Baris yang Ditampilkan:
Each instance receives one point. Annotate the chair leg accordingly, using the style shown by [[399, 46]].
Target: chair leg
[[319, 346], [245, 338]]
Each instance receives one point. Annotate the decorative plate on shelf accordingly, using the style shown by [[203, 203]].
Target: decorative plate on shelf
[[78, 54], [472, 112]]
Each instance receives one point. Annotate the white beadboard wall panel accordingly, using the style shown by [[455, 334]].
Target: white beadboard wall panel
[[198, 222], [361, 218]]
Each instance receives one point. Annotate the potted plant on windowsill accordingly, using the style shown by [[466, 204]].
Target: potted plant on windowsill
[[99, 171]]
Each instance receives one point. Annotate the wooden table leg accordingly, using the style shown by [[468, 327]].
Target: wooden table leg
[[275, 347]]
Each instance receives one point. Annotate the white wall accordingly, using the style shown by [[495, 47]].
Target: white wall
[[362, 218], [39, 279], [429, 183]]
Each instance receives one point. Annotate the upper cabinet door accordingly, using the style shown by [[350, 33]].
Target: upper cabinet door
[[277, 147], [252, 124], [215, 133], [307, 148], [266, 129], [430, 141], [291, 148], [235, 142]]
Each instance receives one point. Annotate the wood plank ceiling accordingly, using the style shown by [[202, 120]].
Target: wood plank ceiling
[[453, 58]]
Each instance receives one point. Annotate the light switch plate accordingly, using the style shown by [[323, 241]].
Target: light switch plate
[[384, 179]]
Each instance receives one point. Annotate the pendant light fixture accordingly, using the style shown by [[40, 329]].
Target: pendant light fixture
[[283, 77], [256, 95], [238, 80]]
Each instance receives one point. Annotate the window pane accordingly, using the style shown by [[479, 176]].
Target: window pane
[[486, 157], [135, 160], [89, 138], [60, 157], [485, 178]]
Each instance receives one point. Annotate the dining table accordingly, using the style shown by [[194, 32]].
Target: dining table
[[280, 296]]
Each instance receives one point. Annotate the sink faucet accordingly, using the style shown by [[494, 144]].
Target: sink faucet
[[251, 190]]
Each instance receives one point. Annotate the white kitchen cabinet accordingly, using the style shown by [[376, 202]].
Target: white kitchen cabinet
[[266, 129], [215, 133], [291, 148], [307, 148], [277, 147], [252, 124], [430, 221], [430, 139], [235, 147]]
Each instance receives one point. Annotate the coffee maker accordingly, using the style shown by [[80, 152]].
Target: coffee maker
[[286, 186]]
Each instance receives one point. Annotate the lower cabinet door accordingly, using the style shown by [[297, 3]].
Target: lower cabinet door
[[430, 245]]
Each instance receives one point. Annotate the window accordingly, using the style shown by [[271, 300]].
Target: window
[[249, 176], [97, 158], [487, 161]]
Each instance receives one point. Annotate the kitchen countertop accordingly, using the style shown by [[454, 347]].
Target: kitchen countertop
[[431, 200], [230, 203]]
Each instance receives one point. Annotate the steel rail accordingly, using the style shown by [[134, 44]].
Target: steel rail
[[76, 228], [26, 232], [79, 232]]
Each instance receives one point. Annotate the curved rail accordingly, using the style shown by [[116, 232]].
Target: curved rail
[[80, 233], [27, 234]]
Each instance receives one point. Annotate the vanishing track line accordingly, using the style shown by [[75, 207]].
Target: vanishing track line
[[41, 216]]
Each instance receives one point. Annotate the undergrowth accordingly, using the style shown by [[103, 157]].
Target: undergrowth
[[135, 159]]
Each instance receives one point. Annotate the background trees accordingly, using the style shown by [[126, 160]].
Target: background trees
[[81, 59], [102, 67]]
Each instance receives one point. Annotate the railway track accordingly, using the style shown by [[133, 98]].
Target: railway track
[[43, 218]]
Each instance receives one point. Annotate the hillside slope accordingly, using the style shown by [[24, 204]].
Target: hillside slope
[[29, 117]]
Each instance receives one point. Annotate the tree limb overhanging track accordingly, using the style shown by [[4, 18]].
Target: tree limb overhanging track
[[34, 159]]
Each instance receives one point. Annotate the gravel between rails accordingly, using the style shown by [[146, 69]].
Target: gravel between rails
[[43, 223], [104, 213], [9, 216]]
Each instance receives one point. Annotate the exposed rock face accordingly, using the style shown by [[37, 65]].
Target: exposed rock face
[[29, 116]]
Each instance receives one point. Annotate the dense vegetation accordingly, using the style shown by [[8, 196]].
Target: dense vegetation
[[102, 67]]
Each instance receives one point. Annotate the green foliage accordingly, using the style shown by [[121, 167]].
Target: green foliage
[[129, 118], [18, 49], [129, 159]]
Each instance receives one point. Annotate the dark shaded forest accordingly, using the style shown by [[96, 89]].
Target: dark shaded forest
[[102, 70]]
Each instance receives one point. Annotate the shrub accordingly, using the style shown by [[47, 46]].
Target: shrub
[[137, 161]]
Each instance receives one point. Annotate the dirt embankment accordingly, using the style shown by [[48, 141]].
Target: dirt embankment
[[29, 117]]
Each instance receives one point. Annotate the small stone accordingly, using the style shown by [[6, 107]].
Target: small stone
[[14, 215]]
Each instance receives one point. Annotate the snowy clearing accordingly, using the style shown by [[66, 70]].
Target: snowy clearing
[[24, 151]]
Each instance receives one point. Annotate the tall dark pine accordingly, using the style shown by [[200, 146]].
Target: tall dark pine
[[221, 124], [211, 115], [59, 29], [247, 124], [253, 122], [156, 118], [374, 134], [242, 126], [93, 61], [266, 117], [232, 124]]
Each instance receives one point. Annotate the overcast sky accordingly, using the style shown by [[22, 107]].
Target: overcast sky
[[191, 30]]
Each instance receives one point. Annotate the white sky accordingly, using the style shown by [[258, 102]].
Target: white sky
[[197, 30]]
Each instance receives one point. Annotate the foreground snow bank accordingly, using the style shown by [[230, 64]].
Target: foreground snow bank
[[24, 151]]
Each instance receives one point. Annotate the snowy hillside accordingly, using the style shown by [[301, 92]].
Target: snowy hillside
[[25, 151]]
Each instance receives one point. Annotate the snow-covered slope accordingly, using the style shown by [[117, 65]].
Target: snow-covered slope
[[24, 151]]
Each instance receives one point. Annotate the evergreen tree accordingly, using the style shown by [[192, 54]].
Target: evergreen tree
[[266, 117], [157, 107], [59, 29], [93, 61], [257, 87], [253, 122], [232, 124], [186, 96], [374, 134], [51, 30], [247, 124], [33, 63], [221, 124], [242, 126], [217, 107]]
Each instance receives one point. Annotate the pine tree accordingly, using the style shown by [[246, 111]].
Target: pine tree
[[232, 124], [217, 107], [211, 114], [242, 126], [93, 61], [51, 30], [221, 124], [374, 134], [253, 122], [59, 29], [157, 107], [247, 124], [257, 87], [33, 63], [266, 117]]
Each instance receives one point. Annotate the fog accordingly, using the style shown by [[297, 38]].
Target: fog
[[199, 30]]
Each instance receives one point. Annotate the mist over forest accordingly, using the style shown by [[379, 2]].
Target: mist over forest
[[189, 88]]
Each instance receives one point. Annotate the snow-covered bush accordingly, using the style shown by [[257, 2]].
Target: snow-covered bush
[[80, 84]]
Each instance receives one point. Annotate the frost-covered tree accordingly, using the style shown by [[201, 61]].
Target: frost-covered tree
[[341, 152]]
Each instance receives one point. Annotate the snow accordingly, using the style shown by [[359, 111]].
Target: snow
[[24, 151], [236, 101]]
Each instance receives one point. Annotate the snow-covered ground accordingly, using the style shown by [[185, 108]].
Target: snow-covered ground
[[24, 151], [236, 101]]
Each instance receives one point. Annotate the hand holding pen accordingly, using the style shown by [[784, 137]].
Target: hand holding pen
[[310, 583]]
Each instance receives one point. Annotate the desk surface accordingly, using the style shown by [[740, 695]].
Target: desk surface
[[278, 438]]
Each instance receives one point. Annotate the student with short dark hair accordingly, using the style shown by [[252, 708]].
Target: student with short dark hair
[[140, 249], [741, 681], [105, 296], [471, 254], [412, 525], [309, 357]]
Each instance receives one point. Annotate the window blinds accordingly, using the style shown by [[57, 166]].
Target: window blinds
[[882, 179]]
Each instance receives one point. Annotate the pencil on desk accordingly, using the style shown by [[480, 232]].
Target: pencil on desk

Yang Harus Dikerjakan: Sajikan bagian dari awal baris sampai baris yang memuat "[[319, 346], [245, 338]]" sebagai CSV dua kolom bernama teks dan jawaban, satu baris per teks beserta jawabannya. Apit setiap isian dengan tanda kutip dan ganti pindah baris di dalamnya dengan spasi.

Hasil Latihan:
teks,jawaban
"Each instance receives one point. Annotate the chair leg accordingly, using the style shown by [[399, 46]]. Target: chair leg","[[319, 346], [245, 338]]"